- **EXERCISE GOAL**:
Revise the records below by replacing "gets its own outline" with "receives a separate outline" wherever it occurs, leaving everything else unchanged. Omit the pictures from your answer.

- **Image boundary labeling items**:
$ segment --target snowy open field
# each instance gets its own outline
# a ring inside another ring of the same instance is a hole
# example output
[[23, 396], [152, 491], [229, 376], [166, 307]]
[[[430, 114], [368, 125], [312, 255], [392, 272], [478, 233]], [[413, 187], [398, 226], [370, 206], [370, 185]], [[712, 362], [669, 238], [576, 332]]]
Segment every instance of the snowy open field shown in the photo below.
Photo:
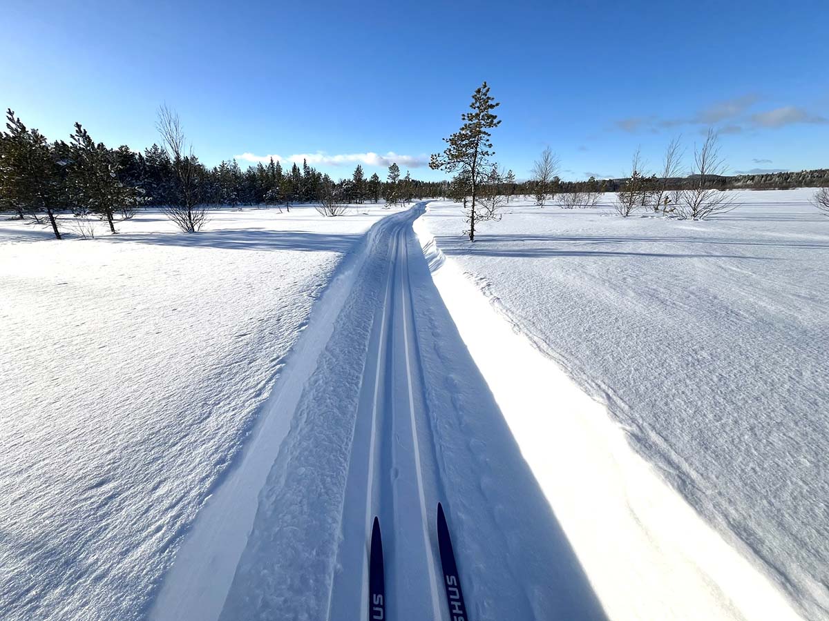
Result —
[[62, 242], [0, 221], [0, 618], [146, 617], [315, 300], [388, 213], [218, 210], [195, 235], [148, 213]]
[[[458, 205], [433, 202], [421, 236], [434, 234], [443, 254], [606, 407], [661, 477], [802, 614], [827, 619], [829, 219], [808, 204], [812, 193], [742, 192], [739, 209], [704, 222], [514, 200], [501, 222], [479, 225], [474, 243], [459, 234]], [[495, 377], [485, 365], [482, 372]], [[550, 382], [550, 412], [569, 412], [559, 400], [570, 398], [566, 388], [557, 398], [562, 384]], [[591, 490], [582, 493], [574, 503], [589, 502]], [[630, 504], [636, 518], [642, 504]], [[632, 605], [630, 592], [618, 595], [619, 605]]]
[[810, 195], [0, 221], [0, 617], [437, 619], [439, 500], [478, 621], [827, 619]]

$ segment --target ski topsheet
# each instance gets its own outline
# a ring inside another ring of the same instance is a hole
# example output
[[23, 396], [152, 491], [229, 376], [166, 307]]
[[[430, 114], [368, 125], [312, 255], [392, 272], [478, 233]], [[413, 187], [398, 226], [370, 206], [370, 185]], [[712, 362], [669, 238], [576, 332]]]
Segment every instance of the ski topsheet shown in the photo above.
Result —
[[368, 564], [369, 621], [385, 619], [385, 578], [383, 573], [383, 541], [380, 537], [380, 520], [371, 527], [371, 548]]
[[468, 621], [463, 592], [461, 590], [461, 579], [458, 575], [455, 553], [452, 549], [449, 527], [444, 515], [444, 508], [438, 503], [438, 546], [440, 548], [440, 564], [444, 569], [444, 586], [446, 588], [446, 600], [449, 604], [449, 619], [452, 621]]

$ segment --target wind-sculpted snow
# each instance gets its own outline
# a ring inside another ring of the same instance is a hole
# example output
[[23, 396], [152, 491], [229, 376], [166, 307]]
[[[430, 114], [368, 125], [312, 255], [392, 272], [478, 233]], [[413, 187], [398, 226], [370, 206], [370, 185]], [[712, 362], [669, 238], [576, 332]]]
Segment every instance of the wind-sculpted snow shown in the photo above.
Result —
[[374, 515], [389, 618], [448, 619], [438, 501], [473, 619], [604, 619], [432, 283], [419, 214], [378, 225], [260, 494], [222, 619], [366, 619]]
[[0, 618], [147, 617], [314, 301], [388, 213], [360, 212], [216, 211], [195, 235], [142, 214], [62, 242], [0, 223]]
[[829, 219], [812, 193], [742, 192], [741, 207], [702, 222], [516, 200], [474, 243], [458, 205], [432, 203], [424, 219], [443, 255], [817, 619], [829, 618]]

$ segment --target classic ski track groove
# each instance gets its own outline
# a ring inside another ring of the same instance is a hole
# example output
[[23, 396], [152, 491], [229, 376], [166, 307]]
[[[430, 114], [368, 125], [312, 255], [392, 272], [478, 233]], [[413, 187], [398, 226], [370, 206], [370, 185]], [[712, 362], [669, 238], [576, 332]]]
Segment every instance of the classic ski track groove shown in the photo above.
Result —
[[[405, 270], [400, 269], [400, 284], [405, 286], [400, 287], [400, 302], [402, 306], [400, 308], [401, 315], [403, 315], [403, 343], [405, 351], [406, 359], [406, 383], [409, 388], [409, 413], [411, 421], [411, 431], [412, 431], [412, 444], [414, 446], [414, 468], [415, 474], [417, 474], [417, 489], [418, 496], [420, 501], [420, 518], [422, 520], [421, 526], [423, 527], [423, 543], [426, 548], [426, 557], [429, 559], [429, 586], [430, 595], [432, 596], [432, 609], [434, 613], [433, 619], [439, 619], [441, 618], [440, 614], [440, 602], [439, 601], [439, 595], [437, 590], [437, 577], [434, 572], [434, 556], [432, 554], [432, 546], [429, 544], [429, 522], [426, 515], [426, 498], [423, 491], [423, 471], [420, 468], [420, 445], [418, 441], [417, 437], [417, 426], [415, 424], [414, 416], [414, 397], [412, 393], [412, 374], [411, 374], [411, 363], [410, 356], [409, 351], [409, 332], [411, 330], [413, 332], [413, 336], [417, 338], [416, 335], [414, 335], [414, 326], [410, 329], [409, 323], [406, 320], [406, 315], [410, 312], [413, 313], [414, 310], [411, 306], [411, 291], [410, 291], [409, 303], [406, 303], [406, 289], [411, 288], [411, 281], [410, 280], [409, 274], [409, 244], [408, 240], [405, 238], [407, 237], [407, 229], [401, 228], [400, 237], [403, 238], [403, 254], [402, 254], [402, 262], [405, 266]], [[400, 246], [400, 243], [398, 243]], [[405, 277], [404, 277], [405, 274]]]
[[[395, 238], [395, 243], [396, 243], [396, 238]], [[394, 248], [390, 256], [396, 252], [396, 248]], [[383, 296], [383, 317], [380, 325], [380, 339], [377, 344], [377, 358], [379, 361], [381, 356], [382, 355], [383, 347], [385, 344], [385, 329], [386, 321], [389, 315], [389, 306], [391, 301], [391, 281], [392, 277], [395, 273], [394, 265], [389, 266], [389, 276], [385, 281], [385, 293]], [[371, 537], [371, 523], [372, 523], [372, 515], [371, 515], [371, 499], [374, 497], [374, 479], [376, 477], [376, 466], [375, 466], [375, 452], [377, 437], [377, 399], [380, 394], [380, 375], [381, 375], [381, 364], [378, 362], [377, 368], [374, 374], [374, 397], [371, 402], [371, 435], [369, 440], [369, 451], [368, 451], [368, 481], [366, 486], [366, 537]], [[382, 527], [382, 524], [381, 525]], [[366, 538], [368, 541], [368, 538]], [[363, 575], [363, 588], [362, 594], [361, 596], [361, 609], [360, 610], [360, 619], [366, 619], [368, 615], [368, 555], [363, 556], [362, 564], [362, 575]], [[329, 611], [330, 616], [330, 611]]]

- **SOLUTION FOR THIS PROBLEM**:
$ segment --target snowy open field
# each instance receives a separate outline
# a ring inside another ring of the same instance is a hole
# example output
[[23, 396], [152, 491], [229, 376], [166, 307]]
[[[430, 114], [368, 125], [312, 255], [392, 272], [478, 233]], [[413, 187], [398, 226], [370, 206], [370, 185]], [[712, 362], [669, 238], [576, 332]]]
Segment every instance of the snowy open field shown in the photo below.
Photo:
Result —
[[62, 242], [0, 221], [0, 618], [146, 617], [315, 300], [388, 213], [218, 210], [195, 235], [148, 213]]
[[[458, 205], [433, 202], [421, 236], [434, 234], [443, 254], [606, 407], [661, 477], [802, 614], [827, 619], [829, 219], [808, 204], [812, 193], [742, 192], [739, 209], [704, 222], [514, 200], [501, 222], [479, 225], [474, 243], [459, 234]], [[495, 377], [485, 365], [482, 372]], [[550, 382], [550, 412], [569, 412], [559, 400], [570, 398], [566, 388], [557, 398], [562, 384]], [[591, 490], [582, 493], [574, 503], [589, 502]], [[630, 504], [636, 518], [642, 504]], [[632, 605], [630, 592], [618, 595], [619, 605]]]
[[810, 195], [0, 221], [0, 617], [437, 619], [439, 500], [478, 621], [827, 619]]

$ segment --target ski topsheet
# each instance receives a separate outline
# a ring inside another ring of the same instance is a hole
# example output
[[23, 396], [152, 491], [229, 376], [166, 307]]
[[[430, 114], [368, 125], [312, 255], [392, 272], [478, 233]], [[413, 187], [398, 226], [370, 206], [370, 185]], [[712, 362], [669, 238], [576, 332]]]
Segment every instance of the ski topsheet shown in the photo above.
Result —
[[368, 564], [369, 621], [385, 619], [385, 578], [383, 573], [383, 541], [380, 537], [380, 520], [371, 527], [371, 548]]
[[468, 621], [463, 592], [461, 590], [461, 579], [458, 575], [455, 553], [452, 549], [449, 527], [444, 515], [444, 508], [438, 503], [438, 546], [440, 548], [440, 564], [444, 569], [444, 586], [446, 588], [446, 600], [449, 604], [449, 619], [452, 621]]

$ segment --target wind-sculpted snow
# each instance receives a separate outline
# a ring inside another ring of the same instance is a hole
# example output
[[23, 396], [152, 491], [229, 376], [166, 307]]
[[[430, 114], [368, 125], [312, 255], [392, 272], [478, 233]], [[413, 187], [398, 226], [370, 206], [370, 185]], [[712, 362], [669, 238], [576, 332]]]
Segment every instance of the wind-sculpted snow shown in the photo above.
Result —
[[374, 515], [389, 618], [448, 619], [438, 501], [473, 619], [604, 619], [432, 283], [419, 214], [378, 225], [260, 494], [222, 619], [366, 619]]
[[0, 618], [147, 617], [314, 301], [388, 213], [360, 212], [216, 211], [195, 235], [142, 214], [62, 242], [0, 223]]
[[829, 219], [812, 193], [742, 192], [741, 207], [702, 222], [516, 200], [474, 243], [458, 205], [432, 203], [424, 219], [443, 255], [817, 619], [829, 618]]

$ segment --target classic ski track groove
# each instance receives a separate outline
# a ring inside another ring of the same instance is a hole
# example output
[[23, 396], [152, 491], [229, 376], [166, 307]]
[[[430, 114], [368, 125], [312, 255], [392, 272], [478, 233]], [[413, 187], [398, 226], [370, 206], [370, 185]], [[712, 362], [669, 238], [576, 332]]]
Segment every instance of the classic ski track groove shown in the photo above.
Result —
[[[405, 270], [400, 269], [400, 284], [405, 286], [400, 287], [400, 302], [402, 306], [400, 308], [401, 315], [403, 315], [403, 343], [405, 351], [406, 359], [406, 383], [409, 388], [409, 413], [411, 421], [411, 431], [412, 431], [412, 444], [414, 446], [414, 468], [415, 474], [417, 474], [417, 489], [418, 496], [420, 501], [420, 518], [422, 520], [421, 526], [423, 527], [423, 543], [426, 548], [426, 557], [429, 559], [429, 586], [430, 595], [432, 596], [432, 609], [434, 613], [433, 619], [439, 619], [441, 618], [440, 614], [440, 602], [439, 601], [439, 595], [437, 590], [437, 577], [434, 572], [434, 556], [432, 554], [432, 546], [429, 544], [429, 522], [426, 515], [426, 498], [423, 491], [423, 471], [420, 468], [420, 445], [418, 441], [417, 437], [417, 426], [415, 424], [414, 416], [414, 397], [412, 393], [412, 374], [411, 374], [411, 363], [410, 356], [409, 351], [409, 332], [411, 330], [413, 332], [413, 336], [417, 338], [416, 335], [414, 335], [414, 326], [410, 329], [409, 323], [406, 320], [406, 315], [410, 312], [413, 313], [414, 310], [411, 306], [411, 291], [410, 291], [409, 303], [406, 303], [406, 289], [411, 288], [411, 281], [410, 280], [409, 274], [409, 244], [408, 240], [405, 238], [407, 237], [407, 229], [401, 228], [400, 237], [403, 238], [403, 254], [402, 254], [402, 262], [405, 266]], [[400, 246], [400, 243], [398, 243]], [[405, 277], [404, 277], [405, 274]]]
[[[395, 238], [395, 243], [396, 243], [396, 238]], [[394, 248], [390, 256], [396, 252], [396, 248]], [[383, 296], [383, 317], [380, 325], [380, 339], [377, 344], [377, 358], [379, 361], [381, 356], [382, 355], [383, 347], [385, 344], [385, 329], [386, 321], [389, 315], [389, 306], [391, 301], [391, 281], [392, 277], [395, 273], [394, 265], [389, 266], [389, 276], [385, 281], [385, 293]], [[371, 537], [371, 523], [372, 523], [372, 515], [371, 515], [371, 499], [374, 497], [374, 479], [376, 477], [376, 466], [375, 466], [375, 452], [377, 437], [377, 399], [380, 394], [380, 375], [381, 375], [381, 364], [378, 362], [377, 368], [374, 374], [374, 397], [371, 402], [371, 435], [369, 440], [369, 451], [368, 451], [368, 481], [366, 486], [366, 537]], [[382, 527], [382, 524], [381, 525]], [[366, 538], [368, 541], [368, 538]], [[363, 575], [363, 588], [362, 594], [361, 596], [361, 609], [360, 610], [360, 619], [366, 619], [368, 615], [368, 555], [363, 556], [362, 564], [362, 575]], [[329, 611], [330, 616], [330, 611]]]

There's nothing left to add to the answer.